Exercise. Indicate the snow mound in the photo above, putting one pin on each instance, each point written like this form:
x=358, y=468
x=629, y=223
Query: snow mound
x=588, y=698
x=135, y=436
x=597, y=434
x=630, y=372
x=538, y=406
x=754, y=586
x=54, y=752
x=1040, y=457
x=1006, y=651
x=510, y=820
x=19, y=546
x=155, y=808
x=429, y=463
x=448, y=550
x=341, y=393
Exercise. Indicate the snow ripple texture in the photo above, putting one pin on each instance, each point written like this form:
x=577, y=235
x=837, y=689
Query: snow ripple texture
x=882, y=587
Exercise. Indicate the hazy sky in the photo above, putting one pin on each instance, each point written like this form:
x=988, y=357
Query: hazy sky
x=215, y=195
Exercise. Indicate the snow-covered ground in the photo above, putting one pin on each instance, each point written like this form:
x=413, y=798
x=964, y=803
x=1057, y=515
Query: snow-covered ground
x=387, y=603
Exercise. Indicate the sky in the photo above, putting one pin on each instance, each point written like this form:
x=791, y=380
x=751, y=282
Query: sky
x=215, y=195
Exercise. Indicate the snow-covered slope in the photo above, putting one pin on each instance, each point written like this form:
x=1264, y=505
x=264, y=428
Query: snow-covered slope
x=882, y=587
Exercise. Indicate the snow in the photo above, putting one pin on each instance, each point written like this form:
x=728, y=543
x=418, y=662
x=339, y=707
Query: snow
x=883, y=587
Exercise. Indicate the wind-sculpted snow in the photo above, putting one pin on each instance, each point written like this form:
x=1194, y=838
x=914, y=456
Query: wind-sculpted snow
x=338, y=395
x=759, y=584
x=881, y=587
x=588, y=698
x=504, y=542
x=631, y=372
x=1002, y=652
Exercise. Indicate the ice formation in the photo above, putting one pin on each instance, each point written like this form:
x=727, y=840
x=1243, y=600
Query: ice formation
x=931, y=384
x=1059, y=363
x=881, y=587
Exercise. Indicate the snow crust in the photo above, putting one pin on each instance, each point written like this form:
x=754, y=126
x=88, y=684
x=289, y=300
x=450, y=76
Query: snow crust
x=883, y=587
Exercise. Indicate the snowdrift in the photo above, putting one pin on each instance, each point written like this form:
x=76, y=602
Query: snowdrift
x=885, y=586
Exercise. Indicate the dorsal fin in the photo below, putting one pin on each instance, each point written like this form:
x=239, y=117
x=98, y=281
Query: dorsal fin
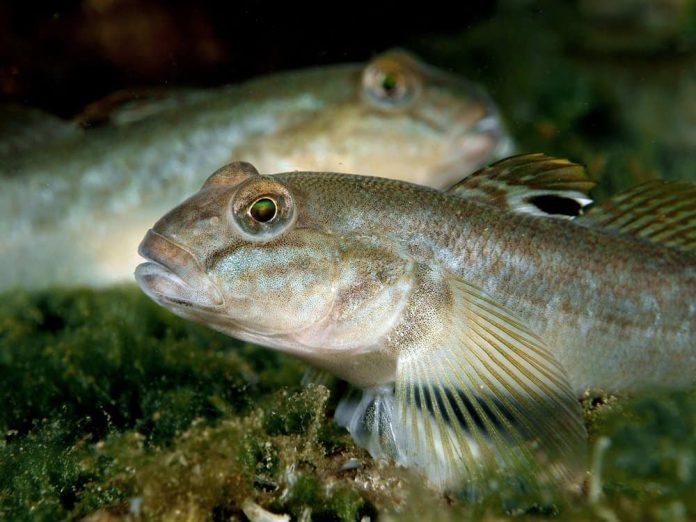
x=659, y=212
x=532, y=184
x=132, y=105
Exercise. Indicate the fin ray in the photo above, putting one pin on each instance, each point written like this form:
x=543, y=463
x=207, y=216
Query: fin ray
x=659, y=212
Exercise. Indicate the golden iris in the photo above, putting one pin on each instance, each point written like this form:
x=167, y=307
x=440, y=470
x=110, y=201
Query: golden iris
x=263, y=210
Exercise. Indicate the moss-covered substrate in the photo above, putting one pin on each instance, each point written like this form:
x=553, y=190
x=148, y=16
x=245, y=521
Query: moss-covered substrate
x=115, y=409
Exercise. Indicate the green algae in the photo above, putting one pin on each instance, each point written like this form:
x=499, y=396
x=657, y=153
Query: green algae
x=114, y=407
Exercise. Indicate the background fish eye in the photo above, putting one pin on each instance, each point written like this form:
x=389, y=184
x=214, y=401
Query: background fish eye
x=390, y=87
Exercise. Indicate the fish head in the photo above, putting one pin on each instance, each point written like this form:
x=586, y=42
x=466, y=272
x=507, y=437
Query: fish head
x=457, y=125
x=398, y=118
x=241, y=257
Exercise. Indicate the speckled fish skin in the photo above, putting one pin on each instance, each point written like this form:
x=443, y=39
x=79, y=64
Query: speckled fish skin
x=470, y=329
x=73, y=210
x=619, y=314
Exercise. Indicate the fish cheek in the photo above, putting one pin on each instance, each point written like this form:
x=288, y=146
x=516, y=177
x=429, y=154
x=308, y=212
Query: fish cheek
x=277, y=288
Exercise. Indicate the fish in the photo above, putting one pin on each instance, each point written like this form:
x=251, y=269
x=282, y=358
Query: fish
x=75, y=201
x=467, y=321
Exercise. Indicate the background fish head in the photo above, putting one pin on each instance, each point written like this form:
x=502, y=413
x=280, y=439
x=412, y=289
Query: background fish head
x=242, y=257
x=399, y=118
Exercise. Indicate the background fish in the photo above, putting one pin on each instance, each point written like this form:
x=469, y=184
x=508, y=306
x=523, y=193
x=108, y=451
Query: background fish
x=469, y=325
x=74, y=204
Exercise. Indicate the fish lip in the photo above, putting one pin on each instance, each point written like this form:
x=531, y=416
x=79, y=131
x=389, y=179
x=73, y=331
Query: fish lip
x=172, y=275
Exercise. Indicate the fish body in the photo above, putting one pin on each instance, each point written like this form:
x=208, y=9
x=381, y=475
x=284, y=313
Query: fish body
x=468, y=328
x=74, y=205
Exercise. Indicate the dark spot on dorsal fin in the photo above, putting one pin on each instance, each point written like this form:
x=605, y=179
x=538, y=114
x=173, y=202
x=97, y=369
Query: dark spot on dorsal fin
x=556, y=205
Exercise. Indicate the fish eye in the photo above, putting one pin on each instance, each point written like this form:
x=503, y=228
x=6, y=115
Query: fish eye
x=389, y=85
x=263, y=210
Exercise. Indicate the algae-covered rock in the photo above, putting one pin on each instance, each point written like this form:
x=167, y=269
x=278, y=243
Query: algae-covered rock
x=115, y=409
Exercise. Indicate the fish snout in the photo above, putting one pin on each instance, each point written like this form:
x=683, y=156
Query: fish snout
x=173, y=276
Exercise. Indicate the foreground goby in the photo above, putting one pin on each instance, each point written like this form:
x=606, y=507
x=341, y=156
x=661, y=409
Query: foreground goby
x=468, y=321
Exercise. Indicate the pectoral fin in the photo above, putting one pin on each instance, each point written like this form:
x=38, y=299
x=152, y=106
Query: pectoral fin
x=477, y=395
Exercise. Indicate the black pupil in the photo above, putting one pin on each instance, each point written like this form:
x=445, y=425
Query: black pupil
x=389, y=83
x=263, y=210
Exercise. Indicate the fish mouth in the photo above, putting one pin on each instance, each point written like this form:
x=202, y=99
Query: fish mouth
x=173, y=276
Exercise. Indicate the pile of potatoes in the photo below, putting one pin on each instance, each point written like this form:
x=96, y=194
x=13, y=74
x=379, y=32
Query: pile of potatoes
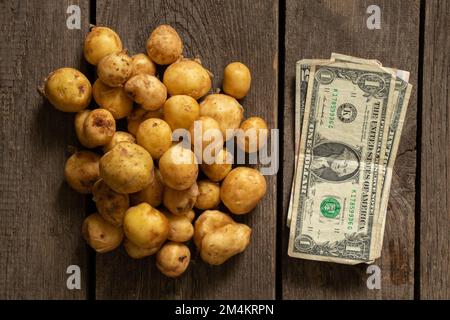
x=145, y=186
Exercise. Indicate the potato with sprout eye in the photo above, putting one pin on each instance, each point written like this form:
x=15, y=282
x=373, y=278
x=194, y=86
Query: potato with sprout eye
x=147, y=91
x=100, y=234
x=145, y=226
x=100, y=42
x=82, y=171
x=127, y=168
x=68, y=90
x=173, y=259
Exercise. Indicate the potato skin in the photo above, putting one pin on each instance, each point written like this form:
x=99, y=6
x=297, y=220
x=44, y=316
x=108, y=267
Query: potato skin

Aim of the exercise: Please arrange the material above as a Markdown table with the columns "Row" and "Line", starting with its first line and going on through the line with "x=341, y=393". Leave out any blank lines.

Task solution:
| Row | Line |
|---|---|
| 1 | Exercise. Indicate the snow mound in the photo above, putting one pin on each instance, each point written like this form: |
| 2 | x=358, y=468 |
| 3 | x=629, y=223 |
| 4 | Query: snow mound |
| 5 | x=588, y=698 |
| 6 | x=135, y=436 |
| 7 | x=597, y=434 |
| 8 | x=630, y=372 |
| 9 | x=538, y=406 |
| 10 | x=754, y=586 |
| 11 | x=54, y=752 |
| 12 | x=1040, y=457 |
| 13 | x=1006, y=651 |
| 14 | x=510, y=820 |
| 15 | x=19, y=546 |
| 16 | x=155, y=808 |
| 17 | x=429, y=463 |
| 18 | x=448, y=550 |
| 19 | x=341, y=393 |